● Fonte
━━━━━━━━━━━━━━━━
Le beatitudini di un Dio fragile, di *** Chiara

RIFLESSIONI SUL VANGELO DI DOMANI

Questa domenica ci viene proposto il vangelo delle beatitudini, che per noi cristiani dovrebbero avere lo stesso peso che hanno per gli ebrei i dieci comandamenti. Il condizionale in questo caso é d’obbligo perché a mio parere è una delle pagine più fraintese e più fraintendibili dei vangeli, quella in cui forse il rischio di capire ciò che vorremmo noi anziché quello che vuole dirci Gesù é altissimo. Allo stesso tempo é una di quelle pagine che, se capite pienamente, possono cambiare la vita, possono dare a ciò che ci circonda un gusto nuovo. È un po’ come quando si legge una poesia d’amore mentre si é innamorati: quelle parole descrivono appieno cosa proviamo, le sentiamo nostre, vorremmo addirittura averle scritte noi per la persona amata per farci belli ai suoi occhi. Questo perché quelle parole ci cambiano, interrogano la nostra vita, ci fanno entrare in profonda empatia con un altro essere umano che nemmeno conosciamo, ma che come noi ha amato e ha ricevuto il talento di trasformare quelle parole in dono per il lettore.
━━━━━━━━━━━━━━━━
● Dati forniti
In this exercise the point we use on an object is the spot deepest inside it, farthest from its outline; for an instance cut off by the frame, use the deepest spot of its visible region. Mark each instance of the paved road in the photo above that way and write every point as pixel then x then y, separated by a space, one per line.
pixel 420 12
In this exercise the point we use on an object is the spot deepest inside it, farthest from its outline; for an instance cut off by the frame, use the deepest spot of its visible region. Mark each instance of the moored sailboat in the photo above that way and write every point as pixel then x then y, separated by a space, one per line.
━━━━━━━━━━━━━━━━
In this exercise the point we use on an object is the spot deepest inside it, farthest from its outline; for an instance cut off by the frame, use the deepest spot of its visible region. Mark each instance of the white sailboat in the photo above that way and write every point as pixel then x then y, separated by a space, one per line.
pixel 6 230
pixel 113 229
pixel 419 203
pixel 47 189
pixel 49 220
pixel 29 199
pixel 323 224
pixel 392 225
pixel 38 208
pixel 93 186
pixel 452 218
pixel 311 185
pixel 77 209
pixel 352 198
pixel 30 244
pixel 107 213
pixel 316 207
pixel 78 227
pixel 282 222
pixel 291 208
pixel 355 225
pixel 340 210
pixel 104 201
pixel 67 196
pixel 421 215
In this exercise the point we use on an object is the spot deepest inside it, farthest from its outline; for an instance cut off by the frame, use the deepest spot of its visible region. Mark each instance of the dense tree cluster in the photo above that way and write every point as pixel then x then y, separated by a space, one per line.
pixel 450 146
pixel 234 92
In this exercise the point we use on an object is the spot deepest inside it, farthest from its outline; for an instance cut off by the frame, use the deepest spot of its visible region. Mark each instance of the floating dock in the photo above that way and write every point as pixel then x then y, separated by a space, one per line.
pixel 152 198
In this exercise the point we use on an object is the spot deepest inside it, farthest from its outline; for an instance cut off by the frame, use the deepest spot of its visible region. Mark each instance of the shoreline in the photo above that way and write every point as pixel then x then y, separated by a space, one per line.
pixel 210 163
━━━━━━━━━━━━━━━━
● Consegna 1
Traduci in inglese questa frase della riflessione sulle beatitudini: "Allo stesso tempo é una di quelle pagine che, se capite pienamente, possono cambiare la vita, possono dare a ciò che ci circonda un gusto nuovo."
● Consegna 2
Prosegui la riflessione sul vangelo delle beatitudini dopo l'ultima frase riportata nella fonte.

● Svolgimento 1
At the same time, it is one of those pages that, if fully understood, can change our lives and can give a new flavor to what surrounds us.

● Svolgimento 2
Perché siamo circondati continuamente da parole, che ci scivolano addosso e ci lasciano uguali a prima, ma ci sono invece quelle che ci entrano dentro e ci cambiano per sempre: l’incoraggiamento di nostra madre quando ci sbucciavamo le ginocchia da piccoli, il ‘ti amo’ del nostro compagno, la prima volta che tuo figlio ti chiama mamma. Nello stesso modo dovremmo disporci davanti alle parole di questo umile falegname di Nazaret: come parole che interrogano la nostra vita, che ci mettono in crisi, che ci scandalizzano persino, ma che non ci dovrebbero lasciare indifferenti.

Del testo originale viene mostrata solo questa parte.